INFORMATION SUPPLIED start
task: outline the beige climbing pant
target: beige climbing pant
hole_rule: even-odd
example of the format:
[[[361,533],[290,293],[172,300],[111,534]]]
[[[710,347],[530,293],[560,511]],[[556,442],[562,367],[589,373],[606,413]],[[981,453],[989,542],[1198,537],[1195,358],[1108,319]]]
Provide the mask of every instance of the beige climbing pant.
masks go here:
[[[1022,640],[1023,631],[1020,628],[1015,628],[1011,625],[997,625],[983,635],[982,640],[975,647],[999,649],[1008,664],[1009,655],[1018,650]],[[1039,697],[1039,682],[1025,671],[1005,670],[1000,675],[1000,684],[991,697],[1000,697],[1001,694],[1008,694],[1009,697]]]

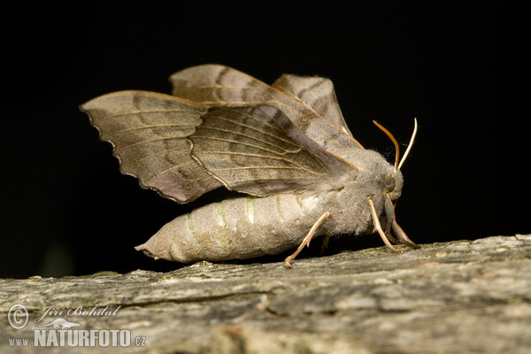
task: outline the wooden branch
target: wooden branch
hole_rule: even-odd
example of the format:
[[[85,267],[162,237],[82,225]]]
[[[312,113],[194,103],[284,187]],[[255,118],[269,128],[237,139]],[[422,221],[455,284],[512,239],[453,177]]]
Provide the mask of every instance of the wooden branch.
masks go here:
[[[29,312],[20,330],[6,320],[15,304]],[[98,304],[115,314],[65,314]],[[35,323],[48,306],[65,314]],[[531,235],[425,244],[402,254],[345,251],[298,259],[293,269],[201,262],[166,273],[5,279],[0,312],[1,352],[12,350],[10,338],[34,343],[34,329],[53,330],[35,326],[60,317],[81,325],[72,329],[145,337],[143,348],[118,348],[127,353],[525,353]]]

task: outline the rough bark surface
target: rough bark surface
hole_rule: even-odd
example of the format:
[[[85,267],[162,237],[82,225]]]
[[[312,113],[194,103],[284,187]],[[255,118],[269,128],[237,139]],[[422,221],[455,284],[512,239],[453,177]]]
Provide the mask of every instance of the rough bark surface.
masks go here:
[[[119,352],[531,352],[530,235],[425,244],[403,254],[345,251],[293,266],[202,262],[165,273],[0,280],[0,351],[41,351],[10,348],[9,338],[33,344],[34,329],[53,329],[36,325],[61,317],[81,325],[66,331],[129,329],[133,343],[145,337],[145,347],[112,349]],[[6,319],[14,304],[29,312],[20,330]],[[66,315],[97,304],[120,307],[115,315]],[[65,314],[35,323],[47,306]]]

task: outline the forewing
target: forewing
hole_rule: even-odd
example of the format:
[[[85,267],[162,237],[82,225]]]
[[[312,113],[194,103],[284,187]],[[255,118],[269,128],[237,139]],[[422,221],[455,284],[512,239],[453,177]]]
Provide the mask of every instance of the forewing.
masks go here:
[[[204,106],[169,95],[121,91],[81,108],[102,140],[112,144],[122,173],[142,187],[186,203],[222,185],[190,156],[188,137],[201,124]]]
[[[319,190],[354,172],[289,136],[281,115],[266,105],[211,108],[189,137],[192,154],[228,189],[261,196]]]
[[[335,124],[337,116],[330,120],[286,89],[273,88],[235,69],[219,65],[193,66],[175,73],[170,81],[173,95],[208,107],[274,107],[291,122],[290,135],[302,134],[304,136],[301,139],[312,141],[336,158],[349,160],[343,157],[363,149],[348,131]],[[324,111],[322,106],[319,109]]]
[[[338,129],[352,136],[339,108],[334,84],[330,80],[318,76],[284,73],[272,86],[293,95],[320,116],[327,117]]]

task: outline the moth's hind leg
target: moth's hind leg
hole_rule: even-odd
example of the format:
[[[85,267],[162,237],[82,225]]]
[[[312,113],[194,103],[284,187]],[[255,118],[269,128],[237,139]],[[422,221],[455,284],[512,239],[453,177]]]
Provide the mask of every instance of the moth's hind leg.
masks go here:
[[[321,244],[321,250],[320,250],[321,256],[325,254],[325,250],[327,250],[327,248],[328,247],[329,241],[330,241],[330,234],[327,234],[325,235],[325,238],[323,239],[323,243]]]
[[[330,215],[332,215],[330,212],[325,212],[325,213],[323,213],[321,217],[319,218],[317,221],[315,221],[315,224],[313,224],[312,228],[308,232],[308,235],[306,235],[306,237],[304,237],[304,239],[298,246],[296,250],[293,252],[291,256],[287,257],[286,259],[284,259],[284,266],[286,266],[287,268],[291,268],[291,263],[289,262],[295,259],[295,258],[301,252],[301,250],[303,250],[304,246],[310,246],[310,241],[312,241],[312,237],[313,237],[313,235],[315,235],[317,227],[319,227],[319,226],[325,220],[325,219],[328,218]]]

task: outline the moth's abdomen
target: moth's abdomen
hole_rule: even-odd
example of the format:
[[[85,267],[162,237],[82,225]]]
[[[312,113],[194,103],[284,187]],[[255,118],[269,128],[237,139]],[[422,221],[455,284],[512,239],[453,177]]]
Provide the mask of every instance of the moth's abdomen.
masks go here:
[[[307,196],[227,199],[179,216],[136,250],[181,263],[278,254],[298,246],[319,216]]]

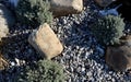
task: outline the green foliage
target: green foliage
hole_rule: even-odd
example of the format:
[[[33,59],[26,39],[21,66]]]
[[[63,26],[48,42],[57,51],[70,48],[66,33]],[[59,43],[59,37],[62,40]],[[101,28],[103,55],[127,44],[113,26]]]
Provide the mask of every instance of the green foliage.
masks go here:
[[[49,11],[48,0],[20,0],[16,7],[16,16],[22,24],[38,26],[43,23],[50,24],[52,13]]]
[[[114,15],[100,17],[91,26],[93,35],[103,45],[118,45],[123,30],[123,19]]]
[[[40,60],[35,66],[26,67],[16,82],[64,82],[63,68],[51,60]]]

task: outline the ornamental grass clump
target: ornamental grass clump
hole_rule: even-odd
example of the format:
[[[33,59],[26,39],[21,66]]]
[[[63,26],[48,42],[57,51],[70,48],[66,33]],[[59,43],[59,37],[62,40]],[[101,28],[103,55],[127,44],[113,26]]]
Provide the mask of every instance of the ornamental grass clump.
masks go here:
[[[91,25],[91,31],[98,43],[103,45],[118,45],[123,35],[124,22],[120,16],[106,15]]]
[[[20,73],[16,82],[64,82],[66,74],[61,65],[51,60],[40,60]]]
[[[20,23],[31,26],[52,21],[52,13],[49,11],[48,0],[20,0],[16,7],[16,16]]]

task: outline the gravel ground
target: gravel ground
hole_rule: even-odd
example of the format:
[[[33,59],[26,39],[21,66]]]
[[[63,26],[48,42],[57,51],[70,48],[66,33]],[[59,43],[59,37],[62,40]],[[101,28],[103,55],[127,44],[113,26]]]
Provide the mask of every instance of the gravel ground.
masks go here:
[[[94,22],[94,13],[100,10],[93,0],[85,1],[81,14],[62,16],[53,20],[55,31],[64,50],[53,61],[61,63],[68,74],[67,82],[131,82],[131,72],[115,72],[105,62],[105,47],[100,46],[90,32]],[[127,24],[127,30],[130,24]],[[34,28],[15,25],[10,30],[8,42],[2,51],[10,67],[0,71],[0,82],[14,82],[22,69],[21,65],[37,61],[40,56],[27,43],[28,35]]]

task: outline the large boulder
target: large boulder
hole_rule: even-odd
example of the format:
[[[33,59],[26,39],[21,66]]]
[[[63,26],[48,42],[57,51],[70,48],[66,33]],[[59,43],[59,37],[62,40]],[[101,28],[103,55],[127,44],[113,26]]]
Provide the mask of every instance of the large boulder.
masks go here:
[[[14,25],[15,20],[12,12],[0,3],[0,40],[9,33],[9,27]]]
[[[121,45],[109,46],[106,62],[116,71],[131,69],[131,36],[121,39]]]
[[[80,13],[83,10],[83,0],[50,0],[50,4],[56,17]]]
[[[61,54],[63,47],[48,24],[39,28],[28,37],[29,44],[44,57],[51,59]]]
[[[99,7],[108,7],[115,0],[94,0]]]

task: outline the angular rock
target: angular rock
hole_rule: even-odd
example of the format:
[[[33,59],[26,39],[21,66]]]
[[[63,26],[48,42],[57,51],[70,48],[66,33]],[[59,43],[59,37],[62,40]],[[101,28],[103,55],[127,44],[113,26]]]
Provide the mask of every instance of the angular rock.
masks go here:
[[[106,62],[116,71],[131,69],[131,37],[124,38],[122,45],[107,47]]]
[[[15,20],[8,8],[0,3],[0,40],[9,33],[9,26],[14,25]]]
[[[48,24],[40,25],[38,31],[28,37],[29,44],[47,59],[61,54],[63,47]]]
[[[99,7],[108,7],[110,3],[112,3],[115,0],[95,0],[95,2]]]
[[[83,0],[50,0],[50,4],[56,17],[80,13],[83,10]]]

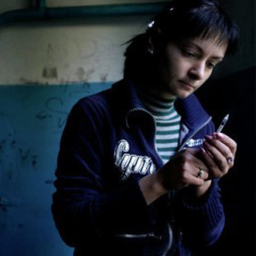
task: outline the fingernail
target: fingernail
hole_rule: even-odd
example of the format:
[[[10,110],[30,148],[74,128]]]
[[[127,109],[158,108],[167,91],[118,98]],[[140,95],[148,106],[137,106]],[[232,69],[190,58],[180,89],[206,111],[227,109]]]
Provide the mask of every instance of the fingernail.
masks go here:
[[[214,134],[218,139],[223,139],[224,138],[223,134],[219,132],[215,132],[214,133]]]
[[[206,148],[209,148],[210,147],[210,145],[209,143],[206,142],[206,141],[204,142],[204,146],[205,146]]]

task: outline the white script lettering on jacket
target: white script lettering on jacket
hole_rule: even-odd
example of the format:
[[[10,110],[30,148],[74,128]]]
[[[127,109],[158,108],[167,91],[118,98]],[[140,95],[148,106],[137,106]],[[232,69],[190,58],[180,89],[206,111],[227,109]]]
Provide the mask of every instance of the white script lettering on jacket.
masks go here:
[[[129,143],[125,140],[118,141],[115,149],[115,165],[122,173],[122,180],[127,179],[131,173],[146,175],[155,171],[156,166],[150,157],[129,154]]]

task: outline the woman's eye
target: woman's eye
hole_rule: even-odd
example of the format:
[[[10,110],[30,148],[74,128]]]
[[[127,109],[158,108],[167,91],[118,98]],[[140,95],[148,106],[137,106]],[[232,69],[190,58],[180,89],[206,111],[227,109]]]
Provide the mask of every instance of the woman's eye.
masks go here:
[[[191,57],[191,58],[196,58],[197,55],[196,53],[190,52],[189,51],[183,50],[183,54],[185,56],[187,57]]]
[[[211,69],[213,69],[216,66],[216,64],[215,64],[214,63],[212,63],[212,62],[208,62],[207,63],[207,67],[208,67],[208,68],[210,68]]]

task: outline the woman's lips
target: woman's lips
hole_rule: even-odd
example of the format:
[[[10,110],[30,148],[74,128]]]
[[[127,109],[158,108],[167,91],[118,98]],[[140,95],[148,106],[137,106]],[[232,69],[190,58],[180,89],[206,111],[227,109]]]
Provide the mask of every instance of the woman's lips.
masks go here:
[[[183,84],[185,84],[187,86],[188,86],[189,87],[190,87],[191,89],[195,89],[196,88],[195,86],[193,85],[192,84],[191,84],[189,83],[188,83],[186,81],[183,81],[181,80],[180,82],[181,83],[182,83]]]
INFORMATION SUPPLIED end
# TASK DESCRIPTION
Format everything from the first of the lines above down to the line containing "[[[361,533],[290,293],[172,300],[111,534]]]", both included, as a numbered list, leaving out blank lines.

# FULL OUTPUT
1. task: outline the beige climbing pant
2. target: beige climbing pant
3. hole_rule: even-odd
4. example of the format:
5. [[[361,533],[290,293],[172,300],[111,534]]]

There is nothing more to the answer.